PROMPT:
Copy out all of the items below word for word, but leave out the pictures.

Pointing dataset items
-------
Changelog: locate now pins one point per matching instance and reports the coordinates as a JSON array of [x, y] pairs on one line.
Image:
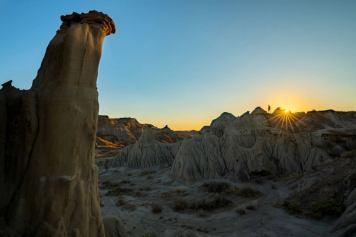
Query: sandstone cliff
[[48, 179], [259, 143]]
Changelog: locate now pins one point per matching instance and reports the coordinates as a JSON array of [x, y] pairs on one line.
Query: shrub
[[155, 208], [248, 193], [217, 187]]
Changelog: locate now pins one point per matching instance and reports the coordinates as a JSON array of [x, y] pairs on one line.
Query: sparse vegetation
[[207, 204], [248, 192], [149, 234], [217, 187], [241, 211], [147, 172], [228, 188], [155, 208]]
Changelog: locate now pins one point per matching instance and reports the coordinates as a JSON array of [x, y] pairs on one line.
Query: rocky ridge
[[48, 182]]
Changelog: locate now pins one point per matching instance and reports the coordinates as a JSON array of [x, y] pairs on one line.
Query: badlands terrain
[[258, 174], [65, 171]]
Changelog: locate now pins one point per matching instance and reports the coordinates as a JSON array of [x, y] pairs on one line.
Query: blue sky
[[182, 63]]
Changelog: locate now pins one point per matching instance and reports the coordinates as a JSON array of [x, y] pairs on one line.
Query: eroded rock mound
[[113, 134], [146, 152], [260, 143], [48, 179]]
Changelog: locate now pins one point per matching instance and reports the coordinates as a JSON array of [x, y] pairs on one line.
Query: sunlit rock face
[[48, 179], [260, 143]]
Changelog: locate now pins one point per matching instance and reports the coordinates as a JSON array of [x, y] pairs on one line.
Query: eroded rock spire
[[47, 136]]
-------
EXERCISE ANSWER:
Changelog: locate now pins one point per matching instance and reports the coordinates as a JSON array of [x, y] pairs on one line.
Image:
Query: sandstone cliff
[[48, 179], [259, 143]]
Changelog: locate now pins one point per matching instance and reports the coordinates as a JSON array of [x, y] pairs on one line.
Query: shrub
[[155, 208], [248, 193], [217, 187]]
Changelog: locate now pins one point per matching instance and reports the coordinates as a JSON array of [x, y] pairs on one line.
Query: sparse vegetation
[[207, 204], [248, 192], [149, 234], [217, 187], [241, 211], [147, 172], [228, 188], [155, 208]]
Changelog: locate now pins one point per matching instance and reports the coordinates as a JSON array of [x, y] pairs on one line.
Query: rocky ridge
[[48, 182]]
Changelog: locate now pins one point per matching instance and reports the coordinates as a JSON array of [x, y] pairs on one line.
Query: badlands terrain
[[258, 174], [65, 171]]
Changelog: locate now pins one point per matching instance and reports the coordinates as a JSON array of [x, y] pairs on one line.
Query: blue sky
[[182, 63]]
Changelog: locate now pins one point per matching instance and reports the coordinates as a JSON array of [x, y] pairs on one line.
Query: eroded rock mound
[[113, 134], [146, 152], [260, 143], [48, 179]]
Changelog: locate now pins one point per matching instance and reports the coordinates as a JSON array of [x, y] pairs on one line.
Query: sunlit rock face
[[48, 179], [260, 143]]
Changelog: locate now pins one point per matching instance and reports the coordinates as a JSON array of [x, y] pairs on one line.
Query: eroded rock spire
[[47, 136]]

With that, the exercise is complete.